(Pointing records)

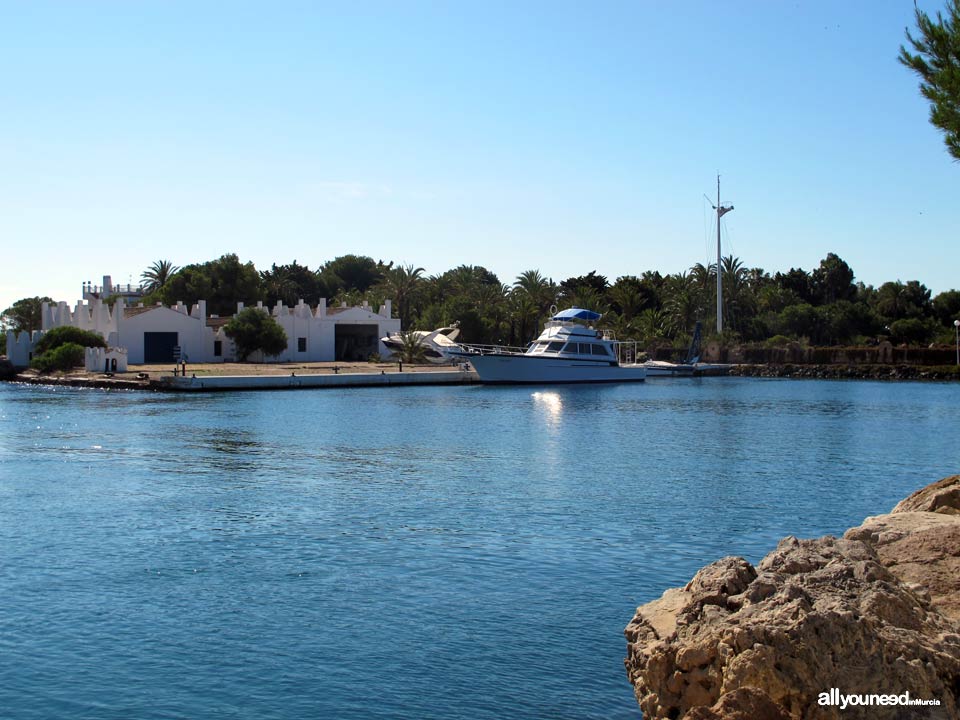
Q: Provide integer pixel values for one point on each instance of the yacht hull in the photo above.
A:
(530, 370)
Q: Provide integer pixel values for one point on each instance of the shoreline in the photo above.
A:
(160, 378)
(772, 640)
(237, 376)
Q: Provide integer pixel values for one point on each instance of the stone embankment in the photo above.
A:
(849, 372)
(874, 612)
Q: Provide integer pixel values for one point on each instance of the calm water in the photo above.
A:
(407, 553)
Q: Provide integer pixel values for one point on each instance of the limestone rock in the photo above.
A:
(875, 612)
(7, 370)
(942, 496)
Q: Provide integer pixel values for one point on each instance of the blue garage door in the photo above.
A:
(158, 347)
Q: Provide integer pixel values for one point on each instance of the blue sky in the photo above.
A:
(561, 136)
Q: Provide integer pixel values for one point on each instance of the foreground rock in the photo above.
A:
(874, 612)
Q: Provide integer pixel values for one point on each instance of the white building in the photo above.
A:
(154, 334)
(130, 293)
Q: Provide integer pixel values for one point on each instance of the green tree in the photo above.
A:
(222, 283)
(52, 339)
(351, 272)
(25, 315)
(833, 280)
(411, 349)
(157, 275)
(946, 306)
(937, 62)
(253, 329)
(63, 357)
(402, 283)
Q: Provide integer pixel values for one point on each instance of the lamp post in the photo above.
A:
(956, 327)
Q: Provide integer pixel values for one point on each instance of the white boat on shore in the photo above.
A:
(685, 368)
(437, 344)
(567, 351)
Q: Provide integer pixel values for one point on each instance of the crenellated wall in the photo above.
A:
(199, 335)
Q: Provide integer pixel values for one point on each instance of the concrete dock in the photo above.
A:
(293, 381)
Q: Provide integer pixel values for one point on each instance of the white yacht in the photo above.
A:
(567, 351)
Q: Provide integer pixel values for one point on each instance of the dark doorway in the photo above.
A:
(158, 347)
(355, 343)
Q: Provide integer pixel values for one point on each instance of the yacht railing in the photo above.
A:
(627, 351)
(488, 350)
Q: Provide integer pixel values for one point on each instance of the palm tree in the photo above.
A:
(278, 285)
(157, 275)
(540, 290)
(402, 283)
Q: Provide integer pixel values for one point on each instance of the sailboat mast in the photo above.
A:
(721, 211)
(719, 274)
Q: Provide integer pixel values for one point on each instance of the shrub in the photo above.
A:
(253, 329)
(67, 334)
(778, 341)
(63, 357)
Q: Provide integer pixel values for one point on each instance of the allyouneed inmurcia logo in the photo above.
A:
(834, 697)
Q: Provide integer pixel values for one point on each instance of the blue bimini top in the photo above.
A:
(576, 314)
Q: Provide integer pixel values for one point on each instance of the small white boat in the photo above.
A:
(567, 351)
(437, 345)
(685, 368)
(662, 368)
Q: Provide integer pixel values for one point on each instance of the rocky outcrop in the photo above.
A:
(7, 370)
(843, 371)
(874, 612)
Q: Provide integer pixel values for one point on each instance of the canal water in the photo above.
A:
(448, 552)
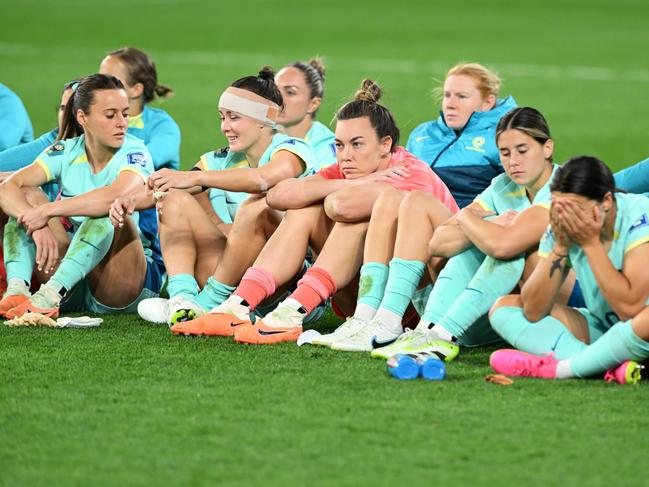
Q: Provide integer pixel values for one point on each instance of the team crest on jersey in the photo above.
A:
(643, 221)
(56, 149)
(136, 159)
(477, 143)
(221, 152)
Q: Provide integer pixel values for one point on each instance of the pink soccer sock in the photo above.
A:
(315, 286)
(256, 285)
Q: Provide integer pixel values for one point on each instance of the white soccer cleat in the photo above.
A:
(344, 331)
(373, 334)
(154, 310)
(411, 341)
(183, 309)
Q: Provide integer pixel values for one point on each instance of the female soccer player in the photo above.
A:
(460, 145)
(486, 258)
(257, 159)
(302, 88)
(94, 162)
(368, 157)
(603, 236)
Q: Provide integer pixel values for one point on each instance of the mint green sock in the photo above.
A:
(90, 244)
(214, 293)
(19, 252)
(544, 336)
(371, 286)
(494, 278)
(618, 344)
(184, 285)
(451, 282)
(403, 279)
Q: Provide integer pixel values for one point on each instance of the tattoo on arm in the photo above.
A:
(559, 264)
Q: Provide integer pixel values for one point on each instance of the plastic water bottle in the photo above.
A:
(411, 366)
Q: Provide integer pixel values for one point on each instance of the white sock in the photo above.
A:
(564, 370)
(293, 304)
(17, 286)
(390, 320)
(364, 312)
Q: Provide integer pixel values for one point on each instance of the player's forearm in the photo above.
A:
(541, 289)
(12, 199)
(95, 203)
(613, 284)
(300, 193)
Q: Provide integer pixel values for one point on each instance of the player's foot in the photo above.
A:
(154, 310)
(183, 309)
(45, 301)
(15, 294)
(517, 363)
(283, 324)
(222, 320)
(628, 372)
(373, 334)
(419, 340)
(345, 330)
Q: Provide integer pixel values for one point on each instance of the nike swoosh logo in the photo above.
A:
(377, 344)
(265, 333)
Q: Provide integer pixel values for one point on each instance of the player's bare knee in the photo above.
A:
(35, 196)
(510, 301)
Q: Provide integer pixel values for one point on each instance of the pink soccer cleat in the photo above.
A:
(517, 363)
(628, 372)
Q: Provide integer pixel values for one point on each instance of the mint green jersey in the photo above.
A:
(67, 162)
(322, 141)
(226, 203)
(631, 230)
(503, 195)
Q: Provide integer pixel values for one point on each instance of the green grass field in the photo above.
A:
(130, 404)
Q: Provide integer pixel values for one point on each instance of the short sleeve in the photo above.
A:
(331, 172)
(302, 150)
(52, 160)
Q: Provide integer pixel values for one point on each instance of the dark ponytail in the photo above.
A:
(586, 176)
(365, 104)
(141, 69)
(83, 96)
(314, 75)
(263, 85)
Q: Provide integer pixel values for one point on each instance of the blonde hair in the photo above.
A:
(488, 82)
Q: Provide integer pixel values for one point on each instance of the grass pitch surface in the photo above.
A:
(131, 404)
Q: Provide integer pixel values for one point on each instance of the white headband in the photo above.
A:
(250, 104)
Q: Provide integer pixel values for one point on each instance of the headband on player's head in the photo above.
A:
(250, 104)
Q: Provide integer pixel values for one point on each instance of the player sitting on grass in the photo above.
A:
(460, 145)
(194, 239)
(603, 235)
(94, 162)
(485, 257)
(327, 212)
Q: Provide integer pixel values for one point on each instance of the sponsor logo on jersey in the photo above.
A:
(136, 159)
(476, 144)
(643, 221)
(56, 149)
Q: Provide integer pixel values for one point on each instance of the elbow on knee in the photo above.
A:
(338, 209)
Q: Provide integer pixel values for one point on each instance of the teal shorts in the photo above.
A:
(596, 327)
(81, 298)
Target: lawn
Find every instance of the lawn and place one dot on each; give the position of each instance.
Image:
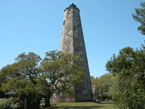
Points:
(83, 105)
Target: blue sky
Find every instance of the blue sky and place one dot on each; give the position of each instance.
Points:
(36, 26)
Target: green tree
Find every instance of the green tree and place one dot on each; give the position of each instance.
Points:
(129, 78)
(140, 17)
(61, 68)
(92, 78)
(32, 76)
(22, 76)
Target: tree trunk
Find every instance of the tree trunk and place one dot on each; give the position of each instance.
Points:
(47, 101)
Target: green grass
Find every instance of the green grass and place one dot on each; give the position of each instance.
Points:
(83, 105)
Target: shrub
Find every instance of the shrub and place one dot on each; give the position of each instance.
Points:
(10, 103)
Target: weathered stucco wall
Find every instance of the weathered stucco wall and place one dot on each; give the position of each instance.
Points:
(72, 41)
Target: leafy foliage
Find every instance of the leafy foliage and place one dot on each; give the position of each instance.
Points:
(140, 17)
(10, 103)
(32, 76)
(128, 69)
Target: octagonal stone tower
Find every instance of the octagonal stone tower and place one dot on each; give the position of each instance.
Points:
(72, 42)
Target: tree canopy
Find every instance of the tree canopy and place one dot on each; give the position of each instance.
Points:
(129, 78)
(31, 75)
(140, 17)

◆ AIM OF THE EXERCISE:
Transcribe the whole listing exactly. Pictures are excluded.

◆ SOLUTION TO THE PROBLEM:
Q: Provide integer pixel values for one point on each instance of the yacht hull in the photo above.
A:
(530, 370)
Q: Provide integer pixel values for one point on each instance of the shoreline in the photo above.
A:
(160, 378)
(772, 640)
(237, 376)
Q: Provide integer pixel values for one point on each instance of the stone embankment in the photo above.
A:
(849, 372)
(874, 612)
Q: Provide integer pixel values for one point on each instance of the calm water in the photo above.
A:
(407, 553)
Q: Provide integer pixel values for one point on each instance of the limestone rock in the photo above.
A:
(875, 612)
(7, 370)
(942, 496)
Q: Provide integer pixel values for one point on each instance of the blue garage door in the photo above.
A:
(158, 347)
Q: Provide integer pixel values for one point on each instance of the blue sky in the photo above.
A:
(561, 136)
Q: Provide integer pixel values for one point on each instance of the foreground rock in the photo above.
A:
(874, 612)
Q: Provide integer pixel values for one point on each instance of the white building in the photo above.
A:
(154, 334)
(130, 293)
Q: Provide integer pixel values for one point on each instance of the green tree in the photo above.
A:
(222, 283)
(52, 339)
(351, 272)
(25, 315)
(833, 280)
(411, 349)
(157, 275)
(946, 306)
(937, 62)
(253, 329)
(63, 357)
(402, 283)
Q: Provide integer pixel values for one point on each instance of the lamp post in the photo above.
A:
(956, 327)
Q: Provide integer pixel values for one point on each instance of the white boat on shore in the photo above.
A:
(685, 368)
(437, 344)
(567, 351)
Q: Provide integer pixel values for one point on each instance of the crenellated wall in the photo above.
A:
(199, 335)
Q: Provide integer pixel values for one point on each instance of the concrete dock in the photo above.
A:
(293, 381)
Q: Provide integer pixel values for one point on each instance of the white yacht in the photo above.
A:
(567, 351)
Q: Provide integer pixel values for one point on each instance of the dark doorway in the photo above.
A:
(158, 347)
(355, 343)
Q: Provide integer pixel values for one point on each instance of the yacht railing in the photo above.
A:
(627, 351)
(488, 350)
Q: Provide integer pixel values for one point on each instance of the palm tree in the photo above.
A:
(278, 285)
(157, 275)
(540, 290)
(402, 283)
Q: Provide integer pixel values for one point on each instance of the sailboat mast in the photo above.
A:
(721, 211)
(719, 274)
Q: Provide integer pixel values for one point on each instance of the shrub in the photo above.
A:
(253, 329)
(67, 334)
(778, 341)
(63, 357)
Q: Provide integer pixel values for one point on each instance of the allyouneed inmurcia logo in the photo above.
A:
(834, 697)
Q: Provide integer pixel values for one point on each instance of the blue bimini top in the photo above.
A:
(576, 314)
Q: Provide integer pixel values for one point on each instance of the small white boat in the photo above.
A:
(567, 351)
(437, 345)
(685, 368)
(662, 368)
Q: Provide integer pixel values for one point on each instance of the rocky outcrop in the photo above.
A:
(7, 370)
(843, 371)
(874, 612)
Q: Provide integer pixel values for one point on each instance of the canal water in the photo above.
A:
(448, 552)
Q: Provide integer pixel values for one point on each instance of the team crest on jersey in the photo above.
A:
(643, 221)
(56, 149)
(136, 159)
(477, 143)
(221, 152)
Q: Provide integer pixel values for one point on each instance of the pink soccer sock in the photo above.
A:
(315, 286)
(256, 285)
Q: Provide integer pixel values for one point on each instance of the white soccer cleat in the photo above.
A:
(344, 331)
(373, 334)
(154, 310)
(411, 341)
(183, 309)
Q: Provide integer pixel values for one point on each instance of the female soccer player in the photo above.
A:
(460, 145)
(486, 258)
(257, 159)
(302, 88)
(94, 162)
(368, 157)
(603, 236)
Q: Provide integer pixel values for one point on each instance of the mint green sock in the photo above.
A:
(90, 244)
(214, 293)
(19, 252)
(544, 336)
(371, 286)
(494, 278)
(618, 344)
(184, 285)
(451, 282)
(403, 279)
Q: Provide integer pixel values for one point on each instance of the tattoo on arm in the photo above.
A:
(559, 264)
Q: Provide integer pixel values for one point on each instance of the plastic water bottle in the photo above.
A:
(411, 366)
Q: Provide integer pixel values for one point on each instance of the white sock in the photo above.
A:
(564, 370)
(293, 304)
(17, 286)
(390, 320)
(364, 312)
Q: Provide integer pixel values for one point on each instance of the player's forearm in the photo above.
A:
(541, 289)
(12, 199)
(95, 203)
(613, 284)
(300, 193)
Q: Provide integer pixel values for one point on each instance of the player's foot in the photo above.
A:
(154, 310)
(183, 309)
(45, 301)
(15, 294)
(517, 363)
(283, 324)
(222, 320)
(628, 372)
(373, 334)
(419, 340)
(345, 330)
Q: Provide integer pixel values for one point on each instance of the nike swoosh logo in the photo above.
A:
(377, 344)
(265, 333)
Q: Provide integer pixel values for one point on each instance of the player's bare knee in the photo above.
A:
(35, 196)
(510, 301)
Q: Provide integer pixel values for one point on each instance of the pink soccer cleat in the photo above.
A:
(517, 363)
(628, 372)
Q: Provide integer pixel values for one point on each instance of the mint green jersey in the photo above.
A:
(67, 162)
(322, 141)
(226, 203)
(631, 230)
(503, 195)
Q: Provide integer pixel values for one point on each instance of the green grass field in the photo above.
A:
(130, 404)
Q: Provide integer pixel values for one point on each instance of the short sleeve in the photo above.
A:
(331, 172)
(302, 150)
(52, 160)
Q: Provide integer pixel values for one point on each instance of the dark ponytail in the photo above.
A:
(586, 176)
(365, 104)
(141, 69)
(83, 96)
(314, 75)
(263, 85)
Q: Provide integer pixel values for one point on each instance of the blonde hair in the photo above.
A:
(488, 82)
Q: Provide integer pixel values for one point on each instance of the grass pitch surface in the photo above.
A:
(131, 404)
Q: Provide integer pixel values for one point on each instance of the white headband in the photo above.
A:
(250, 104)
Q: Provide integer pixel values for one point on each instance of the headband on player's head in the photo above.
A:
(250, 104)
Q: Provide integer pixel values for one point on each instance of the player sitting on grass in the photo above.
A:
(460, 145)
(194, 239)
(603, 235)
(94, 162)
(485, 257)
(327, 212)
Q: Provide integer pixel values for one point on each instance of the sponsor logo on jersey in the photo above.
A:
(136, 159)
(476, 144)
(643, 221)
(56, 149)
Q: Provide integer pixel values for one point on each instance of the elbow on knee in the photo above.
A:
(338, 209)
Q: Provide integer pixel values for one point on each instance of the teal shorts in the photo above.
A:
(596, 327)
(81, 298)
Target: lawn
Find every instance of the lawn and place one dot on each; give the position of each instance.
Image:
Points:
(83, 105)
Target: blue sky
Find every instance of the blue sky and place one dot on each; give the position of each instance.
Points:
(36, 26)
Target: green tree
Find every instance of the green tree and place one dot on each; give the position of each instance.
Points:
(129, 78)
(140, 17)
(61, 68)
(92, 78)
(32, 76)
(22, 76)
Target: tree trunk
Find every instance of the tree trunk and place one dot on each; give the position of each instance.
Points:
(47, 101)
Target: green grass
Find every instance of the green grass and place one dot on each; give the position of each instance.
Points:
(83, 105)
Target: shrub
Find every instance of the shrub and place one dot on each; give the position of each instance.
Points:
(10, 103)
Target: weathered stucco wall
Find every instance of the weathered stucco wall and place one dot on each; give the position of each instance.
Points:
(72, 41)
Target: leafy foliage
Find every instance of the leafy foliage and place one dot on each; give the position of each instance.
Points:
(140, 17)
(10, 103)
(32, 76)
(128, 69)
Target: octagonal stone tower
Find every instance of the octagonal stone tower and place one dot on each; give the position of each instance.
Points:
(72, 42)
Target: tree canopy
Find every instance of the tree canopy and place one dot on each; give the position of each instance.
Points:
(129, 78)
(31, 75)
(140, 17)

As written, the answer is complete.